* SET EXERCISE *
Rewrite the data below, swapping each "instance" for "occurrence" and keeping every other character unchanged.

Excerpts from a pointing dataset
· · · · ·

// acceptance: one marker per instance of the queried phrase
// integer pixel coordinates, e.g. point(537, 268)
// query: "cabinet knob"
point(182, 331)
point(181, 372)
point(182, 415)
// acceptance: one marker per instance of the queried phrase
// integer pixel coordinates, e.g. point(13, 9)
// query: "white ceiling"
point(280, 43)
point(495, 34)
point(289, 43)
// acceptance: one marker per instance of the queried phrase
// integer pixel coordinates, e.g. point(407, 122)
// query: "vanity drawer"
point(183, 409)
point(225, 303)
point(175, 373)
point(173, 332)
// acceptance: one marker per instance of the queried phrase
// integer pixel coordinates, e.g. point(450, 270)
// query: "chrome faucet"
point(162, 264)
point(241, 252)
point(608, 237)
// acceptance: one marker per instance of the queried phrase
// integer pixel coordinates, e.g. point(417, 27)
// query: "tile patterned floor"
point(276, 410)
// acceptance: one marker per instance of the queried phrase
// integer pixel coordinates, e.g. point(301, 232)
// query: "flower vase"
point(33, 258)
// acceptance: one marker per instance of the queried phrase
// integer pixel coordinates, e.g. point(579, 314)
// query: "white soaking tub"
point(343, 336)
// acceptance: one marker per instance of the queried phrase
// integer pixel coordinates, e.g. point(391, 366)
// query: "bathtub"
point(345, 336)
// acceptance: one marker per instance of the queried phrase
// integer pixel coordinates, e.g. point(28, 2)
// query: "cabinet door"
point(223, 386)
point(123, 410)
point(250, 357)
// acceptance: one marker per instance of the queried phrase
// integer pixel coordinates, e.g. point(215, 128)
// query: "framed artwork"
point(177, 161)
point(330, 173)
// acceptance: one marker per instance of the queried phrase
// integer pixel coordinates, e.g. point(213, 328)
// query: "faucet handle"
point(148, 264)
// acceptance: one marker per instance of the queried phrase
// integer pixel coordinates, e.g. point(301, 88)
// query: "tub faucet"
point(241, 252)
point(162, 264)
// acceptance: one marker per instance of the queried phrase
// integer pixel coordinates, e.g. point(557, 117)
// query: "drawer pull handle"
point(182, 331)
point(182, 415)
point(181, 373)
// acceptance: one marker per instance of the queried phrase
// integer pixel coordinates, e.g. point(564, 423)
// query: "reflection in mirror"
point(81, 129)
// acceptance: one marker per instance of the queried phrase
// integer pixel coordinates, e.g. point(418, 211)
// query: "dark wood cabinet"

· · · · ·

* WRITTEN RESPONSE *
// acceptance: one marker per occurrence of the queried phrase
// integer pixel coordinates, e.g. point(537, 268)
// query: "cabinet knob"
point(182, 331)
point(181, 372)
point(182, 415)
// acceptance: one marker per occurrence of the queried phrase
// integer pixel coordinates, e.g. point(13, 9)
// query: "white ceiling"
point(280, 43)
point(495, 34)
point(289, 43)
// acceptance: one marker per occurrence of the queried phrase
// integer pixel coordinates, e.g. point(407, 122)
// query: "vanity drawer"
point(183, 409)
point(225, 303)
point(175, 373)
point(173, 332)
// acceptance: one marker per occurrence of the queried phrase
// integer pixel coordinates, e.g. point(450, 270)
// query: "chrome faucet"
point(162, 264)
point(241, 252)
point(608, 237)
// acceptance: one marker per occurrence of the queried phrase
// integer pixel coordinates, e.g. point(417, 27)
// query: "tile patterned floor"
point(276, 410)
// acceptance: one marker per occurrence of the queried phrase
// integer pixel coordinates, e.g. point(301, 232)
// query: "flower vase"
point(33, 258)
// acceptance: one marker per occurrence of the queried phrase
// integer pixel coordinates, e.g. point(579, 314)
// query: "white soaking tub"
point(343, 336)
// acceptance: one marker per occurrence of the queried phrase
// integer pixel coordinates, e.g. point(391, 366)
// query: "bathtub"
point(345, 336)
// acceptance: one marker per occurrence of the queried phrase
// integer pixel coordinates, e.g. point(28, 2)
// query: "cabinet door"
point(223, 386)
point(123, 410)
point(250, 357)
// acceptance: one marker per occurrence of the queried phrase
// integer pixel coordinates, e.g. point(215, 128)
// query: "framed artwork"
point(177, 161)
point(330, 173)
// acceptance: one marker per occurrence of the queried phrase
// integer pixel coordinates, e.g. point(213, 328)
// query: "faucet handle"
point(148, 264)
// acceptance: one marker per occurrence of the queried phrase
// integer pixel coordinates, e.g. point(301, 88)
// query: "tub faucet"
point(241, 252)
point(162, 264)
// acceptance: one marker per occurrence of the queried phrase
// integer pixel coordinates, e.g. point(557, 117)
// query: "drawer pull handle"
point(182, 331)
point(182, 415)
point(181, 373)
// acceptance: one marker per occurrence of the queried phrase
// integer pixel coordinates, e.g. point(564, 423)
// query: "reflection in mirror"
point(81, 129)
// acceptance: one marker per occurrence of the queried phrase
// integer pixel coordinates, e.g. point(418, 211)
// query: "dark wood cabinet"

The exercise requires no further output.